▶ Provided data:
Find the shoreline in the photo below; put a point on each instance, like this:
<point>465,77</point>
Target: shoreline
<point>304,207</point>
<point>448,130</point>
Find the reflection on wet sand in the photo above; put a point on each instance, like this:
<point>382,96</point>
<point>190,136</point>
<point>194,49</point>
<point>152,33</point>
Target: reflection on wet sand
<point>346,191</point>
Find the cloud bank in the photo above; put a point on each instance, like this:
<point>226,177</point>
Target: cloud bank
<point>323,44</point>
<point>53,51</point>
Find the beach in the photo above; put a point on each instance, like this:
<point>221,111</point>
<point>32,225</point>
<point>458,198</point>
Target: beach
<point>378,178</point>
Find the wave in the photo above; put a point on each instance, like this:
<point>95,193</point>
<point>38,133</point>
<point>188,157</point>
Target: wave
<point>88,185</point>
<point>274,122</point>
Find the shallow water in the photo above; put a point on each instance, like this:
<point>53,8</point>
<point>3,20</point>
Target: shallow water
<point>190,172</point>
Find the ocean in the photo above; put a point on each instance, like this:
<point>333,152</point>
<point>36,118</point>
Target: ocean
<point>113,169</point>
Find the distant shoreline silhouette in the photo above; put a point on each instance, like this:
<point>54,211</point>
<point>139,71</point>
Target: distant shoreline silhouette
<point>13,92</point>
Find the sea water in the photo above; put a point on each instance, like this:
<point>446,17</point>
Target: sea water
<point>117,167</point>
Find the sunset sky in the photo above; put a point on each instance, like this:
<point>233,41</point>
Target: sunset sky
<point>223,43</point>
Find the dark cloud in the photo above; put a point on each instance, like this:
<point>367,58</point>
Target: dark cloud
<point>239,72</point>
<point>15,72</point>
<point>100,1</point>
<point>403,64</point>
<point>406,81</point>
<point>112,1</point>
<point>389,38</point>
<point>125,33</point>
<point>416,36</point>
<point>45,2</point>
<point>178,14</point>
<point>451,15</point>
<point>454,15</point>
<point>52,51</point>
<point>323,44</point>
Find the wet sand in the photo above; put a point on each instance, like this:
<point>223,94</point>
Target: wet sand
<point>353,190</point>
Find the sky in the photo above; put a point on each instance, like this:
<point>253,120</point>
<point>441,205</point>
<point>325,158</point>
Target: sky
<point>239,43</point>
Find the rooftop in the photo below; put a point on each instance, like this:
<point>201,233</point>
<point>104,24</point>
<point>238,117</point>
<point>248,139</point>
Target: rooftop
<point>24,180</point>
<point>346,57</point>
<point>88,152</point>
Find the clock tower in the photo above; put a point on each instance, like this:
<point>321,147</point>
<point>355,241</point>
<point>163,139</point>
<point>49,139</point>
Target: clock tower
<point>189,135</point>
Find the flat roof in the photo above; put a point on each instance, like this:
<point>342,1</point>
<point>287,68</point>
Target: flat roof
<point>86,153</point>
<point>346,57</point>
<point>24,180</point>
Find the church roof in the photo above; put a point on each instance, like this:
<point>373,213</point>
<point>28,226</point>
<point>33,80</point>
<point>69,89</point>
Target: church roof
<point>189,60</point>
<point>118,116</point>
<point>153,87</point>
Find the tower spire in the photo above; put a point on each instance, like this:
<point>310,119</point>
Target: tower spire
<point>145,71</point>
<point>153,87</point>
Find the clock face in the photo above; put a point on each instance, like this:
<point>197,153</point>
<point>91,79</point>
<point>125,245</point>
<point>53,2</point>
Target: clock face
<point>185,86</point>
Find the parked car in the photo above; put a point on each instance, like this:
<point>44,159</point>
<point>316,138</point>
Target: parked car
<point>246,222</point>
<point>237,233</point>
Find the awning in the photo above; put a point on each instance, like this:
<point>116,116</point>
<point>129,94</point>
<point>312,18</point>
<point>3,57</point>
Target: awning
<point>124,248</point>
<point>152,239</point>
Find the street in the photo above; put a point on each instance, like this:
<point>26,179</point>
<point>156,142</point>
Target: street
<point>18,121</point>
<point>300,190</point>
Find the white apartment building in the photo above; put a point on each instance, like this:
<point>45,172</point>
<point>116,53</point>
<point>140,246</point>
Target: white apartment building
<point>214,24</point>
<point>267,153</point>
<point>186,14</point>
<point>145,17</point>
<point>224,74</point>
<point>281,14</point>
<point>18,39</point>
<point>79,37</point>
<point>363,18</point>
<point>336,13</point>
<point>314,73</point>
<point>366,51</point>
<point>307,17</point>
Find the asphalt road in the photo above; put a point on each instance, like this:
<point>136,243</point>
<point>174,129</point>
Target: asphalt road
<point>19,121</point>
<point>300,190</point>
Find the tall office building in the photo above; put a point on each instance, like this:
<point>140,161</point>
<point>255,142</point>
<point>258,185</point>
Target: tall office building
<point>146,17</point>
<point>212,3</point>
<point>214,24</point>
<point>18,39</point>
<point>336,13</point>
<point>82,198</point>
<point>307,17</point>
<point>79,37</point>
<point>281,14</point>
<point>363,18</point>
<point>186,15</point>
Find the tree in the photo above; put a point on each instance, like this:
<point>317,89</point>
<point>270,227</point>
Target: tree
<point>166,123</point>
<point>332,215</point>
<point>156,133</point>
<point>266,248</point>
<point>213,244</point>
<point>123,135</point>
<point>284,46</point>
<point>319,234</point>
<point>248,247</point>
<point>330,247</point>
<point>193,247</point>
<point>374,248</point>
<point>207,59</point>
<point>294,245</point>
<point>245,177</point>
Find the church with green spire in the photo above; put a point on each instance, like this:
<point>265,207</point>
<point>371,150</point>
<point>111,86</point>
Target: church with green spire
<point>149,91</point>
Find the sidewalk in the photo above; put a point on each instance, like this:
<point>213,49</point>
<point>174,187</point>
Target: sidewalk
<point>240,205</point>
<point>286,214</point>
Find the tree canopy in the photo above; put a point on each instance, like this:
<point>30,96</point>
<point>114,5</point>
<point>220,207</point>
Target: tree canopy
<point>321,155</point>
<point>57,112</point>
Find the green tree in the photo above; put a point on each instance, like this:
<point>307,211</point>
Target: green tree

▶ What is required: Reproduce all of the records above line for line, changing nothing.

▶ Solution to this exercise:
Find the shoreline in the photo below; put a point on each instance, like this:
<point>465,77</point>
Target: shoreline
<point>304,207</point>
<point>448,130</point>
Find the reflection on wet sand in the photo above; put a point on each instance, like this:
<point>382,96</point>
<point>190,136</point>
<point>194,49</point>
<point>152,33</point>
Target: reflection on wet sand
<point>346,191</point>
Find the cloud bank in the photo above; put a point on each instance, like this:
<point>226,177</point>
Target: cloud bank
<point>323,44</point>
<point>53,51</point>
Find the beach in the photo above; put a point on each instance, like this:
<point>221,111</point>
<point>32,225</point>
<point>458,198</point>
Target: beach
<point>378,178</point>
Find the wave in the photo above; put a point on each instance, like this:
<point>95,193</point>
<point>38,133</point>
<point>188,157</point>
Target: wave
<point>88,185</point>
<point>274,122</point>
Find the shallow water in the photo above; put a point on each instance, like this:
<point>53,8</point>
<point>3,20</point>
Target: shallow water
<point>190,172</point>
Find the ocean in the photo above; put a point on each instance, like this:
<point>333,152</point>
<point>36,118</point>
Target: ocean
<point>113,169</point>
Find the distant shoreline silhouette in the photo above; put a point on each instance, like this:
<point>54,211</point>
<point>139,71</point>
Target: distant shoreline silhouette
<point>13,92</point>
Find the sea water in the photo above; put a point on each instance, like this:
<point>446,17</point>
Target: sea water
<point>117,167</point>
Find the sunset sky in the photo above; put a point on each instance, like this:
<point>233,41</point>
Target: sunset sky
<point>223,43</point>
Find the dark cloud in the photo above; put a point on each instance, like this:
<point>367,58</point>
Target: dark cloud
<point>239,72</point>
<point>15,72</point>
<point>100,1</point>
<point>403,64</point>
<point>406,81</point>
<point>112,1</point>
<point>389,38</point>
<point>125,33</point>
<point>416,36</point>
<point>45,2</point>
<point>178,14</point>
<point>451,15</point>
<point>454,15</point>
<point>52,51</point>
<point>323,44</point>
Find the wet sand in the photo above; put a point on each instance, like this:
<point>223,94</point>
Target: wet sand
<point>353,190</point>
Find the sky in the photo above; put a point on each instance, like this:
<point>253,120</point>
<point>441,205</point>
<point>325,158</point>
Target: sky
<point>239,43</point>
Find the rooftop in the photo below; put a point on each instance, like this:
<point>201,233</point>
<point>104,24</point>
<point>238,117</point>
<point>248,139</point>
Target: rooftop
<point>24,180</point>
<point>346,57</point>
<point>88,152</point>
Find the clock tower in the photo above; put a point on each instance, like this:
<point>321,147</point>
<point>355,241</point>
<point>163,139</point>
<point>49,139</point>
Target: clock tower
<point>189,135</point>
Find the flat roof in the photo above; put a point on each instance, like this:
<point>342,1</point>
<point>287,68</point>
Target: flat roof
<point>86,153</point>
<point>346,57</point>
<point>24,180</point>
Find the church roof in the photo above; put a point on each instance, like this:
<point>373,213</point>
<point>28,226</point>
<point>33,80</point>
<point>69,89</point>
Target: church roof
<point>189,60</point>
<point>118,116</point>
<point>153,87</point>
Find the tower spire in the photo above; put a point on each instance, like this:
<point>310,119</point>
Target: tower spire
<point>145,71</point>
<point>153,87</point>
Find the clock face in the photo above; put a point on each instance, like this:
<point>197,153</point>
<point>91,79</point>
<point>125,245</point>
<point>53,2</point>
Target: clock face
<point>185,86</point>
Find the parked car in the photo above; put a point on each instance, like this:
<point>44,159</point>
<point>316,138</point>
Target: parked car
<point>246,222</point>
<point>237,233</point>
Find the awning in the photo above; put a point on each instance, like this:
<point>116,116</point>
<point>129,94</point>
<point>312,18</point>
<point>3,57</point>
Target: awning
<point>124,248</point>
<point>152,239</point>
Find the street in the photo above; put a point on each instance, like this:
<point>26,179</point>
<point>156,142</point>
Target: street
<point>18,121</point>
<point>300,190</point>
Find the white apartment building in the photo above; put a point on each instance, like this:
<point>45,172</point>
<point>116,53</point>
<point>140,246</point>
Target: white apartment building
<point>214,24</point>
<point>267,153</point>
<point>186,14</point>
<point>145,17</point>
<point>224,74</point>
<point>281,14</point>
<point>18,39</point>
<point>79,37</point>
<point>363,18</point>
<point>336,13</point>
<point>314,73</point>
<point>366,51</point>
<point>307,17</point>
Find the asphalt road in the photo above; put a point on each instance, like this:
<point>136,243</point>
<point>174,129</point>
Target: asphalt road
<point>19,121</point>
<point>300,190</point>
Find the tall office building in the photo above; put a point on each instance, like this:
<point>140,161</point>
<point>255,142</point>
<point>258,185</point>
Target: tall office building
<point>146,17</point>
<point>212,3</point>
<point>214,24</point>
<point>18,39</point>
<point>336,13</point>
<point>82,198</point>
<point>307,17</point>
<point>79,37</point>
<point>281,14</point>
<point>363,18</point>
<point>186,15</point>
Find the tree in the photo above; put a point on each instance, like this:
<point>317,89</point>
<point>270,227</point>
Target: tree
<point>166,123</point>
<point>332,215</point>
<point>156,133</point>
<point>266,248</point>
<point>213,244</point>
<point>123,135</point>
<point>284,46</point>
<point>319,234</point>
<point>248,247</point>
<point>330,247</point>
<point>193,247</point>
<point>374,248</point>
<point>207,59</point>
<point>294,245</point>
<point>245,177</point>
Find the church with green spire in the photo above; put a point on each instance, like this:
<point>265,207</point>
<point>371,150</point>
<point>111,86</point>
Target: church with green spire
<point>149,91</point>
Find the sidewalk in the photo above; put a point on each instance, like this:
<point>213,49</point>
<point>174,187</point>
Target: sidewalk
<point>240,205</point>
<point>286,214</point>
Find the tree canopy in the photo above; put a point on each instance, like this:
<point>30,96</point>
<point>114,5</point>
<point>220,207</point>
Target: tree canopy
<point>321,155</point>
<point>57,112</point>
Find the green tree in the photo above; put a point on each instance, like this:
<point>307,211</point>
Target: green tree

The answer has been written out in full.